§ Problems to work on
**1)** Reproduce word for word the portion of the article on AI chatbots and deepfake videos between "Recently, a study" and "are not immune.", inclusive.
**2)** Write the next part of the article on AI chatbots and deepfake videos, starting after its final sentence.

** Opening Extract to read block **

Recently, a study released by the media analytics company Newsguard revealed an embarrassing reality in the current artificial intelligence field: although AI video generation technology is rapidly evolving, mainstream AI chatbots are almost unable to identify these "deepfakes," and even the tools developed by the developers themselves are not immune.
The research showed that when faced with fake videos created by OpenAI's video generation model Sora, OpenAI's ChatGPT performed disappointingly, with an error rate of as high as 92.5%. This means that for most videos generated by Sora, ChatGPT would mistakenly believe them to be real recordings. Other major companies also performed poorly, with xAI's Grok having an error rate as high as 95%, while Google's Gemini performed relatively better, but its error rate still remained at 78%.

** Closing Extract to read block **
** Opening Data provided block **

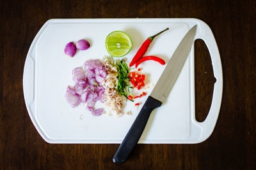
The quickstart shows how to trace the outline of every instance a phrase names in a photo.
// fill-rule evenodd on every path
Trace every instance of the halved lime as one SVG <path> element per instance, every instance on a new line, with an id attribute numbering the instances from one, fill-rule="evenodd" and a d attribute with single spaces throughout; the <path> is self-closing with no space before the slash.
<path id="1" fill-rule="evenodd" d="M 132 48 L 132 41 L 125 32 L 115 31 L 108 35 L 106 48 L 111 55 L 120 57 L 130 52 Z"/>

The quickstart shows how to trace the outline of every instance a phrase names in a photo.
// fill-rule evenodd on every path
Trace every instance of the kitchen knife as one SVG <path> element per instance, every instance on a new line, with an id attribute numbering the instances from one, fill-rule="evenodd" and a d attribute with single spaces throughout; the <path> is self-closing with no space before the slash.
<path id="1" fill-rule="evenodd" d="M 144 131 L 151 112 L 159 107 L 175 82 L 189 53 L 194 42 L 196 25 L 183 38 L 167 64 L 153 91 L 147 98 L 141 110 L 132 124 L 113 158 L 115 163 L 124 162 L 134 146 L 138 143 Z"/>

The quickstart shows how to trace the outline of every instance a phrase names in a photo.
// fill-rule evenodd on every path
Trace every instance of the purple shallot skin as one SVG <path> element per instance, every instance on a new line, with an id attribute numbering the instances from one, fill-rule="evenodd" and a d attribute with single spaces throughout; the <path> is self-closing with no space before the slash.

** Closing Data provided block **

§ Task answers
**1)**
Recently, a study released by the media analytics company Newsguard revealed an embarrassing reality in the current artificial intelligence field: although AI video generation technology is rapidly evolving, mainstream AI chatbots are almost unable to identify these "deepfakes," and even the tools developed by the developers themselves are not immune.

**2)**
More worrying is that existing technical protection measures are practically useless. Although Sora adds visible watermarks and invisible metadata to the generated videos, the study found that these markers can be easily removed using free tools or simple "save as" operations. Once the watermark disappears, chatbots not only fail to identify the fabrication, but sometimes even "seriously make up nonsense," citing fictional news sources to prove the authenticity of the fake video.
In response to this issue, OpenAI admitted that ChatGPT currently does not have the ability to determine whether content was generated by AI. Due to the fact that top AI video tools can now produce materials that are hard to distinguish with the naked eye, and countermeasures lag behind technological development, this undoubtedly poses a significant risk for the spread of false information.